Dataset items on where objects appear |
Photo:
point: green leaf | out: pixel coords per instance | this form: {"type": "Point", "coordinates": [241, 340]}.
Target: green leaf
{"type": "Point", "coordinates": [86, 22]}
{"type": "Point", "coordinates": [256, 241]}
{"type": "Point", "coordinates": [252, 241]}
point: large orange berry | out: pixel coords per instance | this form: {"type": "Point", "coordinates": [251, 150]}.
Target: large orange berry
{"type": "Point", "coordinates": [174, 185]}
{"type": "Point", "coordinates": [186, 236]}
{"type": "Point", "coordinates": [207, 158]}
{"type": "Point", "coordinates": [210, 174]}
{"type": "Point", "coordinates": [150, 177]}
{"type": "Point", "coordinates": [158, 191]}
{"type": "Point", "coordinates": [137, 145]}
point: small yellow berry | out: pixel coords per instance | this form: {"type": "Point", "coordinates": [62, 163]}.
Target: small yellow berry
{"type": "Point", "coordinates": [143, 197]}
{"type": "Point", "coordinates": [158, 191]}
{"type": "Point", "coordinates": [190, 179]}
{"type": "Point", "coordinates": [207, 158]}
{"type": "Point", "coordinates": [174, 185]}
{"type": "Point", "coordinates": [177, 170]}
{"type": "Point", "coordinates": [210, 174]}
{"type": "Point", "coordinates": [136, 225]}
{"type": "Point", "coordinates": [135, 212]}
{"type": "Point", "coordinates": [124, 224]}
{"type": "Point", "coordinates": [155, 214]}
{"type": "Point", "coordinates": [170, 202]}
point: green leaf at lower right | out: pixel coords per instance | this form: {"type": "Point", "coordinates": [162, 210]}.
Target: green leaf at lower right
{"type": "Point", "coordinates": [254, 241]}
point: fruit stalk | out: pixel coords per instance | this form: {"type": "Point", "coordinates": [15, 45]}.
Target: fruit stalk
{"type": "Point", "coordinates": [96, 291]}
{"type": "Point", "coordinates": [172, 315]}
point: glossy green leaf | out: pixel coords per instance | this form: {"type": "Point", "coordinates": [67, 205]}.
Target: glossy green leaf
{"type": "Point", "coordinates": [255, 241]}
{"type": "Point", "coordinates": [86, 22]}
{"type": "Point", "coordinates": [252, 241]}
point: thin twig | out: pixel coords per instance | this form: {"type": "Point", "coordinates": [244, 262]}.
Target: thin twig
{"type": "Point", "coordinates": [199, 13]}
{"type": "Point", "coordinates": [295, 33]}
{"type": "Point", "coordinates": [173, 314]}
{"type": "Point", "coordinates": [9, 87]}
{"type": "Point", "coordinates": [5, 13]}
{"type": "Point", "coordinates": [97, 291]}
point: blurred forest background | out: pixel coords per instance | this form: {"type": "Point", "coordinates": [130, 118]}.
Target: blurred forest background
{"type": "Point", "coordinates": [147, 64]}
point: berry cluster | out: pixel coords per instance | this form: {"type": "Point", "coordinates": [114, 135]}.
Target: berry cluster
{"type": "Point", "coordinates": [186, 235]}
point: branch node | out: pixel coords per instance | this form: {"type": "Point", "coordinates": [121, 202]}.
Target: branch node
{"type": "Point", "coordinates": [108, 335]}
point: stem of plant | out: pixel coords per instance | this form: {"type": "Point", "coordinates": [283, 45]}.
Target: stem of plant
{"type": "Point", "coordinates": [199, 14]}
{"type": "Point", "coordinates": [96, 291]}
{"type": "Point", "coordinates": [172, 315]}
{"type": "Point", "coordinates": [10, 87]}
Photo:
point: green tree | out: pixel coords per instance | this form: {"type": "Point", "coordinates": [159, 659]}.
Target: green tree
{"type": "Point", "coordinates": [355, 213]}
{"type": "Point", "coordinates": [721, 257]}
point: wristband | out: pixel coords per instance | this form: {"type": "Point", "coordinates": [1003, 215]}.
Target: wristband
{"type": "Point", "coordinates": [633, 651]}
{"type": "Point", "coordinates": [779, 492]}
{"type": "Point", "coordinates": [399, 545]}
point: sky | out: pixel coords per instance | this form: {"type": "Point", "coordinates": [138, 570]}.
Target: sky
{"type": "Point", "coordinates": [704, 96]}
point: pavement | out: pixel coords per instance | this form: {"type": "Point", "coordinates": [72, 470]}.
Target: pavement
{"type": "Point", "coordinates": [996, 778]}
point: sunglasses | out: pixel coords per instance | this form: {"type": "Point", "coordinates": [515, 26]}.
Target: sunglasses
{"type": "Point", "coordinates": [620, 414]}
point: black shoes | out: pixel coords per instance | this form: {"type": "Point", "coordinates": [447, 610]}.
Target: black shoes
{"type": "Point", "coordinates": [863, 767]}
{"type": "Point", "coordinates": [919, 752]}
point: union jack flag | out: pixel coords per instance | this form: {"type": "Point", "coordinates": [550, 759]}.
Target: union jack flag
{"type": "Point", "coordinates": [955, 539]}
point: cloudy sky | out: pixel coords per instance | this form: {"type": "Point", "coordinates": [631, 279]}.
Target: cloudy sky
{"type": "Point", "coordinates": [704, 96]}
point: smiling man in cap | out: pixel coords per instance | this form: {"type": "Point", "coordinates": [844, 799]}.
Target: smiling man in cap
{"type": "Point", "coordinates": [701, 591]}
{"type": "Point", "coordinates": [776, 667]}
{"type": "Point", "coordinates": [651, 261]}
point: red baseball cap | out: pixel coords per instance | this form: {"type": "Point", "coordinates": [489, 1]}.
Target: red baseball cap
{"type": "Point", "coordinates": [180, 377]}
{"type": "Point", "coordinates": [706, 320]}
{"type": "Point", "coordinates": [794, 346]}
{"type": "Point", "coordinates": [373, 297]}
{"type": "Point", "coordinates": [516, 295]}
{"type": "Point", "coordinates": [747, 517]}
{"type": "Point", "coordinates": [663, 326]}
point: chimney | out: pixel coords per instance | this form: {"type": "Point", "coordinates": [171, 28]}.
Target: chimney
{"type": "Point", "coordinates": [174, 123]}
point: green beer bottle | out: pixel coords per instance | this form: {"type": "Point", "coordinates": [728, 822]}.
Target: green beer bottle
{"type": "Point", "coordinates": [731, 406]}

PROBLEM DESCRIPTION | Substitute "wine bottle" for "beer bottle" and give the lines again, with everything else unchanged, from the line containing "point: green beer" through the end of the items. Which lines result, and nothing else?

ANSWER TO THE TASK |
point: green wine bottle | out: pixel coords per instance | this form: {"type": "Point", "coordinates": [728, 822]}.
Target: green wine bottle
{"type": "Point", "coordinates": [731, 406]}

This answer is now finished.